begin RECORDS FOR THE EXERCISE
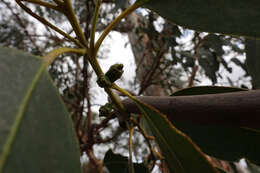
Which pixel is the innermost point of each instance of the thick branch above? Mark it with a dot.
(230, 109)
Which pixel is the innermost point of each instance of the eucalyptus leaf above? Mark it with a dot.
(117, 163)
(253, 61)
(233, 17)
(227, 143)
(180, 153)
(36, 132)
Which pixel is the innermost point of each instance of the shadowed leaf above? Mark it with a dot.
(36, 133)
(234, 17)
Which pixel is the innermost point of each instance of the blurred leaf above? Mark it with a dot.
(226, 143)
(208, 61)
(253, 61)
(214, 42)
(180, 153)
(120, 4)
(117, 163)
(252, 168)
(36, 133)
(228, 17)
(201, 90)
(221, 170)
(241, 64)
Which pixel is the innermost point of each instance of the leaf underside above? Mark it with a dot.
(40, 137)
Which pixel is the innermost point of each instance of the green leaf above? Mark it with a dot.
(226, 143)
(117, 163)
(233, 17)
(253, 61)
(181, 154)
(36, 133)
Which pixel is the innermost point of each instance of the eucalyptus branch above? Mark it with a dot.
(128, 11)
(130, 143)
(45, 22)
(70, 14)
(93, 29)
(147, 138)
(58, 2)
(51, 56)
(45, 4)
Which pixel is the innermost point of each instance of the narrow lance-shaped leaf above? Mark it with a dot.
(253, 61)
(181, 154)
(233, 17)
(214, 121)
(224, 142)
(117, 163)
(36, 133)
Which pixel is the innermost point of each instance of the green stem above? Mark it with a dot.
(19, 117)
(95, 19)
(51, 56)
(45, 22)
(45, 4)
(114, 86)
(114, 23)
(115, 99)
(69, 12)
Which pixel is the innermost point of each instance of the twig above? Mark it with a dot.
(45, 22)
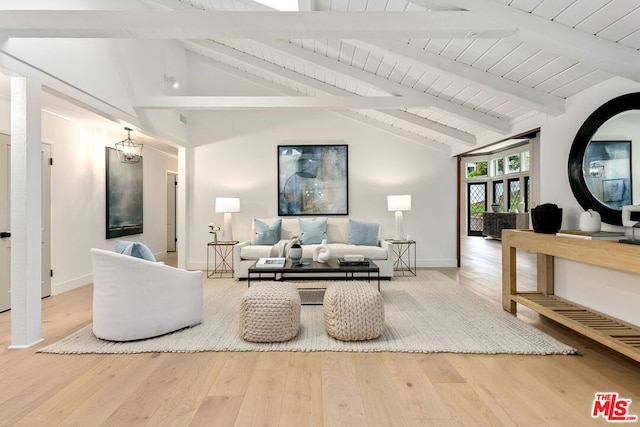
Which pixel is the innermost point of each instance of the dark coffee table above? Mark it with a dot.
(309, 268)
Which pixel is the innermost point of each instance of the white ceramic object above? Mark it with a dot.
(590, 221)
(322, 252)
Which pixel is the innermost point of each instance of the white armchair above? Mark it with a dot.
(136, 299)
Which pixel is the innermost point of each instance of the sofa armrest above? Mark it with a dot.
(386, 245)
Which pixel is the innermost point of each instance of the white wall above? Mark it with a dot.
(78, 205)
(236, 156)
(245, 166)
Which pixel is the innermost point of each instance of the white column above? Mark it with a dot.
(26, 214)
(185, 158)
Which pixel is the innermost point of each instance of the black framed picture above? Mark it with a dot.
(607, 172)
(124, 196)
(313, 180)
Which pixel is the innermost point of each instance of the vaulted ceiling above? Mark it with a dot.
(449, 74)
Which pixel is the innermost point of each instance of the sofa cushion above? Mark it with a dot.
(363, 233)
(339, 250)
(266, 234)
(313, 231)
(135, 249)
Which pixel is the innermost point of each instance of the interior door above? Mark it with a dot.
(172, 189)
(5, 222)
(45, 157)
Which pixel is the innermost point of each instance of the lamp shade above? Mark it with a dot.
(399, 203)
(227, 204)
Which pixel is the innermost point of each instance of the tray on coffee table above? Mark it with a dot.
(308, 269)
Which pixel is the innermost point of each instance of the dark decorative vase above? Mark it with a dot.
(546, 218)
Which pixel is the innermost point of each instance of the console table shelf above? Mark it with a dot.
(614, 333)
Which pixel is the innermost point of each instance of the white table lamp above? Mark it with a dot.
(227, 205)
(398, 204)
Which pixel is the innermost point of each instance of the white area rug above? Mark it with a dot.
(426, 314)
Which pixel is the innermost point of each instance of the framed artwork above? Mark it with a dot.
(124, 196)
(313, 180)
(607, 172)
(613, 190)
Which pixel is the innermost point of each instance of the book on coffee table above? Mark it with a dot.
(592, 235)
(352, 262)
(270, 263)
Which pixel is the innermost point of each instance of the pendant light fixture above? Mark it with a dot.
(129, 151)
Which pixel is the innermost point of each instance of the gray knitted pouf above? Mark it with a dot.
(270, 312)
(353, 311)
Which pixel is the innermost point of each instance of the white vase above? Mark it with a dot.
(295, 254)
(590, 221)
(322, 252)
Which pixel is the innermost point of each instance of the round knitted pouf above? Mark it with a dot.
(353, 311)
(270, 312)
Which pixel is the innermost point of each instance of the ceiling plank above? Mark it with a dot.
(612, 57)
(198, 24)
(388, 86)
(505, 88)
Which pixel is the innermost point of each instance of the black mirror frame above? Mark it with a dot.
(578, 185)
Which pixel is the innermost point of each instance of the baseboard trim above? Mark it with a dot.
(58, 288)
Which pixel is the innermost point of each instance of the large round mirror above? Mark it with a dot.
(603, 157)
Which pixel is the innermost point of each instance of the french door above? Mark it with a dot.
(477, 206)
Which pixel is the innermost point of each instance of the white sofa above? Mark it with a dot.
(246, 253)
(135, 299)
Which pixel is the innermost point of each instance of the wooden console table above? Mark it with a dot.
(614, 333)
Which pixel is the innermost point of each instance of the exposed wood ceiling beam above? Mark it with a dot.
(443, 148)
(464, 137)
(198, 24)
(614, 58)
(353, 102)
(207, 48)
(500, 86)
(388, 86)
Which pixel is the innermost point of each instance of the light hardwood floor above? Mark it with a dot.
(308, 389)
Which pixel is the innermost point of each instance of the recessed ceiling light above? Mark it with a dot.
(281, 5)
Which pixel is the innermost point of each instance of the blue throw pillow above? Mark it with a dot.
(363, 233)
(266, 234)
(313, 231)
(135, 249)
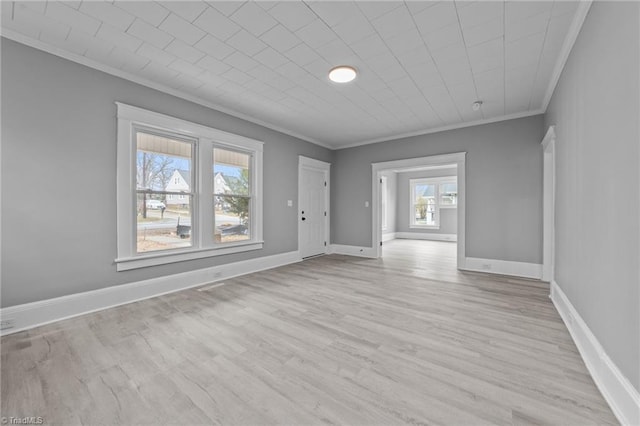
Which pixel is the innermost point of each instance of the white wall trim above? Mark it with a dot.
(616, 389)
(389, 236)
(503, 267)
(82, 60)
(352, 250)
(30, 315)
(426, 236)
(565, 51)
(548, 204)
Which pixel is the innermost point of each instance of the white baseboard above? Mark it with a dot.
(388, 236)
(621, 396)
(426, 236)
(352, 250)
(503, 267)
(34, 314)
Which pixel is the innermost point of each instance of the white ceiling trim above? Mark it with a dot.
(37, 44)
(450, 127)
(567, 46)
(570, 39)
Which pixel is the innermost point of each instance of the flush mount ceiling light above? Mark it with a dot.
(342, 74)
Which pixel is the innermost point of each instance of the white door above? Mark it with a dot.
(313, 208)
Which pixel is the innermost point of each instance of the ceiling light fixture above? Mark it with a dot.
(342, 74)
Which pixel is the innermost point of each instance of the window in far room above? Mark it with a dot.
(428, 196)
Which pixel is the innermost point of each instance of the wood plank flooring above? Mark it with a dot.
(406, 339)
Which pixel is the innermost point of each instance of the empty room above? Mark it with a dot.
(320, 212)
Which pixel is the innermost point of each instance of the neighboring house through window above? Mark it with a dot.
(384, 195)
(428, 196)
(198, 190)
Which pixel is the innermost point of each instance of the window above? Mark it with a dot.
(383, 189)
(185, 191)
(427, 197)
(232, 195)
(448, 194)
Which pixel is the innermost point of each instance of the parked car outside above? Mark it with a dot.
(155, 205)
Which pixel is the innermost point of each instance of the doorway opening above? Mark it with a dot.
(313, 206)
(420, 199)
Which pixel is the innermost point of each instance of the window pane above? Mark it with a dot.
(162, 163)
(230, 172)
(231, 218)
(165, 226)
(425, 211)
(424, 190)
(449, 194)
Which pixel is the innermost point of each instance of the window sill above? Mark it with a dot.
(425, 226)
(163, 258)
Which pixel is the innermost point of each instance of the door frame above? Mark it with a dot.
(456, 158)
(548, 204)
(317, 165)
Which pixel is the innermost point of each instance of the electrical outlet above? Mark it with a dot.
(7, 323)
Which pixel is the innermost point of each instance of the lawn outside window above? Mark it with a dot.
(167, 171)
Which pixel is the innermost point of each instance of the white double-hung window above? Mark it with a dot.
(184, 191)
(427, 197)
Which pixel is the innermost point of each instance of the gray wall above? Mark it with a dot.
(392, 181)
(448, 216)
(59, 176)
(596, 110)
(504, 168)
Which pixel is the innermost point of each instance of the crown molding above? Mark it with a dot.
(565, 51)
(82, 60)
(445, 128)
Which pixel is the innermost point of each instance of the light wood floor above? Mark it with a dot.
(335, 339)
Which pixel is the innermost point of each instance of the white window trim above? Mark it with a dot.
(430, 181)
(203, 240)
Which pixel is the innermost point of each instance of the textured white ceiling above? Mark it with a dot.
(421, 64)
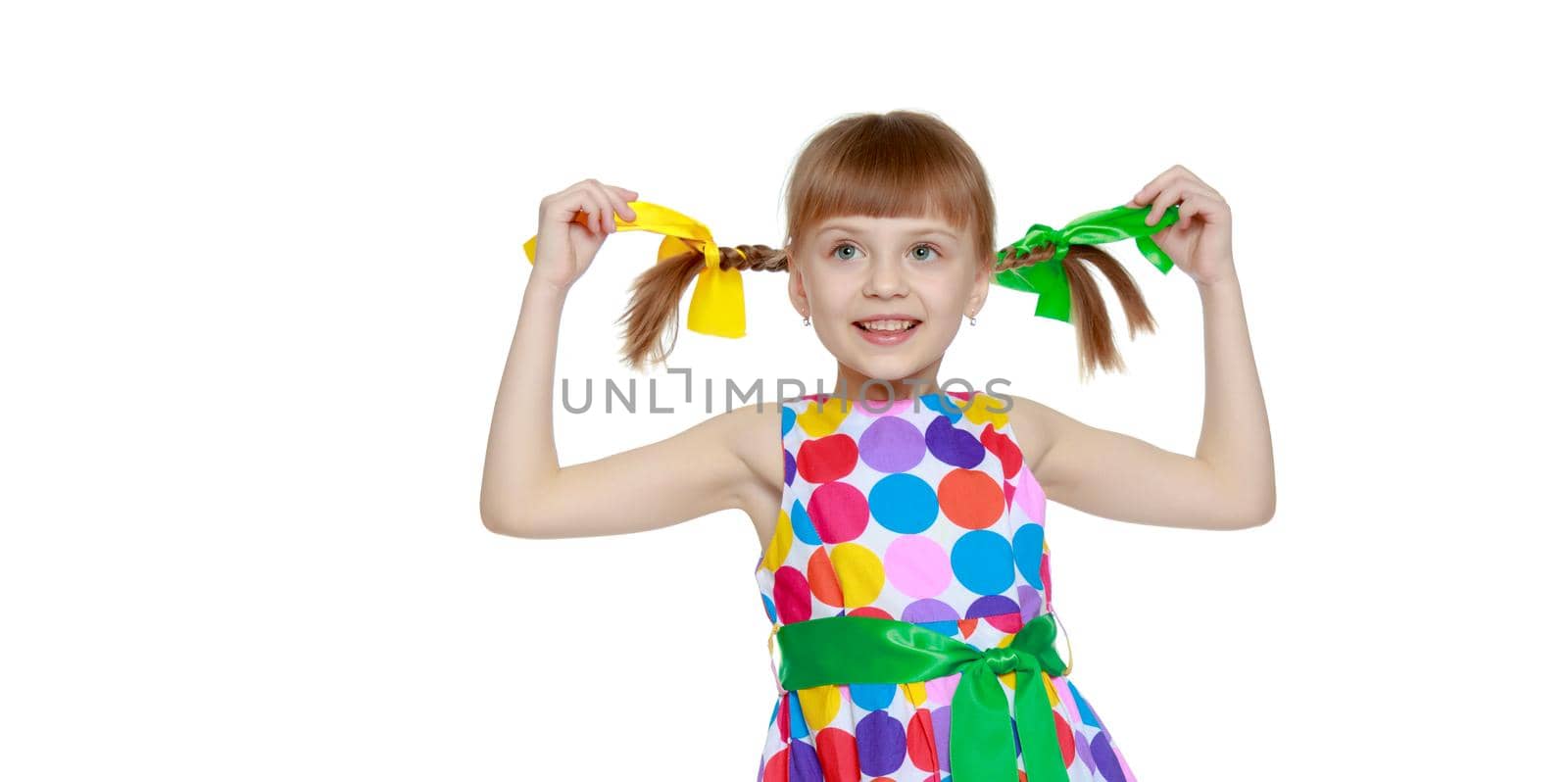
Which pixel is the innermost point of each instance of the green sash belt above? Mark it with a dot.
(867, 649)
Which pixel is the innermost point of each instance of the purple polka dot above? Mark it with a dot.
(893, 445)
(1105, 758)
(992, 606)
(943, 726)
(804, 763)
(954, 445)
(880, 743)
(930, 610)
(1027, 601)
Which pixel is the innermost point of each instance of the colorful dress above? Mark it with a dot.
(919, 512)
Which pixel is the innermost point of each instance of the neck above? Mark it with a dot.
(859, 386)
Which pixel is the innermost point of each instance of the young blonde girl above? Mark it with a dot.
(906, 569)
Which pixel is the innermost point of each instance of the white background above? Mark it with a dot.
(263, 266)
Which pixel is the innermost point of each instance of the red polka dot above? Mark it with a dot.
(838, 512)
(1004, 449)
(841, 760)
(778, 766)
(823, 578)
(1065, 739)
(921, 740)
(827, 460)
(870, 610)
(971, 499)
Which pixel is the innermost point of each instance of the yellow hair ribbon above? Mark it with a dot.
(718, 305)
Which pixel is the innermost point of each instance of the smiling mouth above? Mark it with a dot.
(886, 326)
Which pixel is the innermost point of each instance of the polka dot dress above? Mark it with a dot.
(919, 512)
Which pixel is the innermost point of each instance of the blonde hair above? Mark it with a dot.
(896, 164)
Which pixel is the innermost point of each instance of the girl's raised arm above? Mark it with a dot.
(525, 492)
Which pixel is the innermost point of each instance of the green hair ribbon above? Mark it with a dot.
(1050, 279)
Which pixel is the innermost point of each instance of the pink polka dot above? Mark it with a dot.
(791, 596)
(1032, 497)
(838, 512)
(917, 566)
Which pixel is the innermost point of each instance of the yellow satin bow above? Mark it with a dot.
(718, 305)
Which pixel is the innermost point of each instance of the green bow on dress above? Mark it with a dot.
(1098, 227)
(869, 649)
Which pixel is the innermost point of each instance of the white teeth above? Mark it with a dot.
(886, 324)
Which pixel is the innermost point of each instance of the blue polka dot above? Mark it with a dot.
(872, 696)
(904, 504)
(984, 562)
(797, 719)
(1090, 718)
(1029, 546)
(800, 520)
(943, 405)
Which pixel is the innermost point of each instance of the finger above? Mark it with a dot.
(1167, 196)
(603, 214)
(564, 206)
(627, 214)
(612, 203)
(1201, 206)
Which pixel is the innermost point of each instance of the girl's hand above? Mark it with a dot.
(1200, 240)
(572, 224)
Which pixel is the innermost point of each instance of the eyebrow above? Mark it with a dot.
(917, 232)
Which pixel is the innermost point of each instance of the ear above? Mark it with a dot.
(797, 284)
(982, 287)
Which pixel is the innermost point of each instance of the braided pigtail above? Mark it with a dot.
(1090, 317)
(651, 314)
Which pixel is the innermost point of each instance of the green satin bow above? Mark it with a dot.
(1098, 227)
(867, 649)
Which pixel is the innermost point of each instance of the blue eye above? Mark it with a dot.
(836, 248)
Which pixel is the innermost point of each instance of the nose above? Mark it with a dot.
(885, 277)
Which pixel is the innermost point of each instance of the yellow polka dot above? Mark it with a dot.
(822, 418)
(778, 547)
(984, 408)
(819, 704)
(861, 574)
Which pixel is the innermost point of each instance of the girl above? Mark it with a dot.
(904, 562)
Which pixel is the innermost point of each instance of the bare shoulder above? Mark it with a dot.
(1035, 428)
(755, 439)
end RECORDS FOR THE EXERCISE
● EXERCISE AIM
Take the line in which "eye above? Mark it with a dot." occurs and each subsequent line through the end; give these lines again without alteration.

● EXERCISE OUTPUT
Which pixel is the innermost point of each instance of the blue eye above? Mark it with a dot.
(836, 248)
Which pixel is the innermost point of each instance of the nose above? Mark it with a dot.
(885, 277)
Which pixel is the innermost point of each instance of the yellow polka dot above? Mark it with a dot.
(822, 418)
(778, 547)
(984, 408)
(819, 704)
(861, 574)
Which pixel is the innermost point of each instance of the girl above? Mark it with a dot.
(904, 562)
Which pixel is the innermost point of each instance of the bare shoulder above? Mark it with a dot.
(1035, 428)
(755, 439)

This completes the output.